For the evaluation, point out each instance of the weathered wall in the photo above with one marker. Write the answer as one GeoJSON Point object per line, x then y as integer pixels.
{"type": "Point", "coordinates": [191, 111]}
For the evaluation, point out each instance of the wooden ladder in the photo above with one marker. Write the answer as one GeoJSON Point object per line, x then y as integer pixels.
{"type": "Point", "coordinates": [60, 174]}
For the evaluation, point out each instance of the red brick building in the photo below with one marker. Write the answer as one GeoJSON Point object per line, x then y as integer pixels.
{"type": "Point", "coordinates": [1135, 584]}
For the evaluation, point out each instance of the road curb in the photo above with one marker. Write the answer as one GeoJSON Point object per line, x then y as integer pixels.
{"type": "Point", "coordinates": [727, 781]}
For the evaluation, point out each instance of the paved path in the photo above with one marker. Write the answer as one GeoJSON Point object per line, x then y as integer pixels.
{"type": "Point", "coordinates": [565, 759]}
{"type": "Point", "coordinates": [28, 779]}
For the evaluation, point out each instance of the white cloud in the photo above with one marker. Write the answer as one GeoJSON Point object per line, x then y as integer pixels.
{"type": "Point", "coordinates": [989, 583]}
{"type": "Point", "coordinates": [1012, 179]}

********

■ **Problem requirements**: Copy the entire listing above word for word, keeping every line in its original order.

■ **The completed task**:
For the evaluation, point out each instance of the weathered wall in the photo above with one marker. Write the answer as one GeoJSON Point object per line, x then y as integer pixels.
{"type": "Point", "coordinates": [191, 111]}
For the evaluation, point out each instance of the wooden ladder in the photo above with one marker. Write the answer as one GeoJSON Point object per line, x then y as integer pixels.
{"type": "Point", "coordinates": [60, 174]}
For the evaluation, point out each instance of the red brick building in the photo below with one marker. Write the answer as one GeoJSON Point object per line, x then y as integer pixels.
{"type": "Point", "coordinates": [1135, 584]}
For the evaluation, point out each instance of the road curb in the photo above with one marker. Write the answer as one GeoJSON Point object per line, x then y as integer pixels.
{"type": "Point", "coordinates": [727, 781]}
For the evaluation, point out each instance of the paved path in the photo above with one marker. Write the answer as one GeoJSON Point object per line, x then y as integer pixels.
{"type": "Point", "coordinates": [565, 759]}
{"type": "Point", "coordinates": [28, 779]}
For the evaluation, point out each instance of the white cloud in the photo above with one marker. Write the answer as one GeoJSON Point object per line, x then y as integer pixels.
{"type": "Point", "coordinates": [989, 583]}
{"type": "Point", "coordinates": [1012, 179]}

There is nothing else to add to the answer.